───── LISTED ENTRIES
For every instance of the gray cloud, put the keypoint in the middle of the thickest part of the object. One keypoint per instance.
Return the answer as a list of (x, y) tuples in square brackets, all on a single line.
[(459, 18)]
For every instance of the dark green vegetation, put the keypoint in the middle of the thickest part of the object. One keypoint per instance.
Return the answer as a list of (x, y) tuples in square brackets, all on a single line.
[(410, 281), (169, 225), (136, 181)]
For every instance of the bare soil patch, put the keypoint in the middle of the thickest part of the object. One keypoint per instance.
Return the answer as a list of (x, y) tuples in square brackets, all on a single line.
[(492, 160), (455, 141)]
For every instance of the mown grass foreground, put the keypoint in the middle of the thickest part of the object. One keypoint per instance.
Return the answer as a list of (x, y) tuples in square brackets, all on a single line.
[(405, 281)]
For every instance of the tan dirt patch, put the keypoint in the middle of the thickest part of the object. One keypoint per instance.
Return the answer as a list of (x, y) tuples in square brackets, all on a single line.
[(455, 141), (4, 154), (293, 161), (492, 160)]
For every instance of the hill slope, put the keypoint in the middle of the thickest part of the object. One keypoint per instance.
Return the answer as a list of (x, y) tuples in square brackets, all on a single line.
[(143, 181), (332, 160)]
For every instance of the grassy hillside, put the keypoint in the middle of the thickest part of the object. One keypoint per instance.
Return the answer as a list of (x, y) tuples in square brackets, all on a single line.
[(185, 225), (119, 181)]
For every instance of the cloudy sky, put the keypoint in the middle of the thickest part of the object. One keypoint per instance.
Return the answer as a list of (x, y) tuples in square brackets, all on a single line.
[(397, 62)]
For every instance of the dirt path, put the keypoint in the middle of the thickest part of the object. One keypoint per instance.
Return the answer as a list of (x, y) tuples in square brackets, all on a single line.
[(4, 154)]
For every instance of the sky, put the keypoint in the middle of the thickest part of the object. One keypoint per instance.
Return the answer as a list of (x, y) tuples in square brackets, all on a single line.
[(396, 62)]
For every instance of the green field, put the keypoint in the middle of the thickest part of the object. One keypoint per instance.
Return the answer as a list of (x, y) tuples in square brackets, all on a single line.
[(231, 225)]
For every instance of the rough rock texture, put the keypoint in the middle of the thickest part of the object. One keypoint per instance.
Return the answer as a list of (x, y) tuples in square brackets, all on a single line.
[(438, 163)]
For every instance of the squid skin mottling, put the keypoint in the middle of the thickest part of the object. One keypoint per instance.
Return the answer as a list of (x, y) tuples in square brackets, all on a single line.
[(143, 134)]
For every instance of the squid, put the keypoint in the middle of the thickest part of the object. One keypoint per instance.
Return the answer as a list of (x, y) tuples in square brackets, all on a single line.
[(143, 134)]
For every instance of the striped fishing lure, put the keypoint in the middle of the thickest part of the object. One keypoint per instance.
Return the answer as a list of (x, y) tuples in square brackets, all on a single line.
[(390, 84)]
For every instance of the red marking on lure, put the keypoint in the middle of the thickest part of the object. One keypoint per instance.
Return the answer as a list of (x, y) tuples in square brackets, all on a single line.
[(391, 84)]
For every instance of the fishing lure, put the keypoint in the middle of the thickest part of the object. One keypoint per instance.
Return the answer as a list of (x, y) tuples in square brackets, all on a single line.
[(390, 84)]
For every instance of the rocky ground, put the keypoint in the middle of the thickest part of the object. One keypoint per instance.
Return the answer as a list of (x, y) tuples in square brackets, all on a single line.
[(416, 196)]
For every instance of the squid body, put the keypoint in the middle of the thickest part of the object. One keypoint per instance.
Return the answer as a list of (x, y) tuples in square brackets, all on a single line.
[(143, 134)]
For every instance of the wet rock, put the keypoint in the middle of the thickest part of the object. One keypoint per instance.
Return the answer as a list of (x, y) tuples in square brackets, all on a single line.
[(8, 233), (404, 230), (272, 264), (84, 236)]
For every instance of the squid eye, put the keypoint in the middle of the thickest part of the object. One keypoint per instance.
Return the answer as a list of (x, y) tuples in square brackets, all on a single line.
──────────
■ PROBLEM REQUIREMENTS: Copy every one of the rows above word for word, without changing anything.

■ EXERCISE ANSWER:
For every instance of the gray cloud, put the keypoint in the middle of the thickest part of the object. One keypoint per instance.
Return the answer as a list of (x, y) tuples in square brackets, all on a single line.
[(459, 18)]
For every instance of the dark green vegetation, put the keypoint in the middle of the thickest part of the object. One keypoint per instance.
Return the answer as a list of (x, y) tuples in square brackets, all on a single line.
[(410, 281), (169, 225), (136, 181)]
For every instance of the bare soil patch, put the keypoint in the middle of the thickest part of the object. One keypoint per instance.
Return the answer as a list of (x, y) tuples in square brackets, all on a single line.
[(492, 160), (455, 141)]
For every instance of the mown grass foreground, put the keypoint in the middle of the thickest part of the object. One keypoint per instance.
Return the answer as a list of (x, y) tuples in square brackets, all on a single line.
[(405, 281)]
For every instance of the tan dirt patch, put the keypoint in the middle of the thickest part of the object. One keypoint per instance.
Return the answer as a list of (x, y) tuples in square brackets, all on a single line.
[(455, 141), (4, 154), (293, 161), (492, 160)]
For every instance of the hill slope, put the keypoint in the middle of the thickest part of the object. One keypoint per instance.
Return the answer as a list of (x, y) tuples in square brackets, all on a single line.
[(143, 181), (332, 160)]
For every instance of the grassy hillside, put the keypoint in the middle of the thickest part of the object. One keypoint per instance.
Return the answer as a list of (x, y) tuples in square brackets, all on a single line.
[(185, 225), (119, 181)]
For every instance of the cloudy sky, put the keypoint in the middle of the thickest part of the object. One keypoint per instance.
Return the answer as a list of (x, y) tuples in square brackets, all on a single line.
[(397, 62)]
For every instance of the dirt path, put the keypoint in the middle of the thickest part of the object. One keypoint per instance.
Return the answer as a list of (x, y) tuples in square brackets, all on a single line.
[(4, 154)]
For every instance of the sky, put the keypoint in the middle of the thickest part of the object. One keypoint per instance.
Return the answer as a list of (x, y) tuples in square brackets, all on a single line.
[(396, 62)]
For every instance of the green field, put the keypoint in the middle of the thickest part of the object. One keypoint per instance.
Return the answer as a list of (x, y) tuples in square brackets, all on a single line.
[(231, 225)]
For every instance of the rough rock texture, put the keypoint in the middle of the thickest part of the object. One keypoint per instance.
Return the answer as a list of (x, y) tuples in square brackets, all on a single line.
[(438, 163)]
For every instance of the squid skin mottling, put the keypoint in the middle of the thickest part of the object. One keypoint per instance.
Return the answer as a list of (x, y) tuples in square brackets, all on a single line.
[(143, 134)]
For every instance of the squid, put the keypoint in the middle of the thickest part of the object. One keypoint per instance.
Return the answer as a list of (x, y) tuples in square brackets, all on a single line.
[(143, 134)]
For every instance of the striped fishing lure, put the keypoint in the middle of the thickest part of the object. One keypoint per instance.
Return the answer as a list of (x, y) tuples in square brackets, all on a single line.
[(390, 84)]
For every instance of the red marking on lure, put the keypoint in the middle of the thickest part of the object. One keypoint per instance.
Return the answer as a list of (x, y) tuples in square brackets, all on a single line.
[(391, 84)]
For every instance of the fishing lure, put the keypoint in the middle of the thickest part of the object. One keypoint per instance.
Return the answer as a list of (x, y) tuples in square brackets, all on a single line.
[(390, 84)]
For every instance of the rocky ground, put the keypoint in the middle of the thickest part of the object. One keypoint per instance.
Return the answer as a list of (x, y) tuples in square brackets, all on a single line.
[(416, 196)]
For every instance of the squid body, put the keypoint in the middle of the thickest part of the object. One keypoint per instance.
Return the answer as a list of (x, y) tuples in square brackets, all on a single line.
[(143, 134)]
For every instance of the wet rock, put the keypoint in the middle of the thickest part of the object. One keypoint per instance.
Return the answer as a list of (x, y) tuples in square brackets, all on a single line.
[(8, 233), (404, 230), (272, 264), (84, 236)]
For every instance of the squid eye, put the keypoint in the middle of the thickest part of the object. One keypoint per instance.
Return the answer as a list of (x, y) tuples in square brackets, all on a single line.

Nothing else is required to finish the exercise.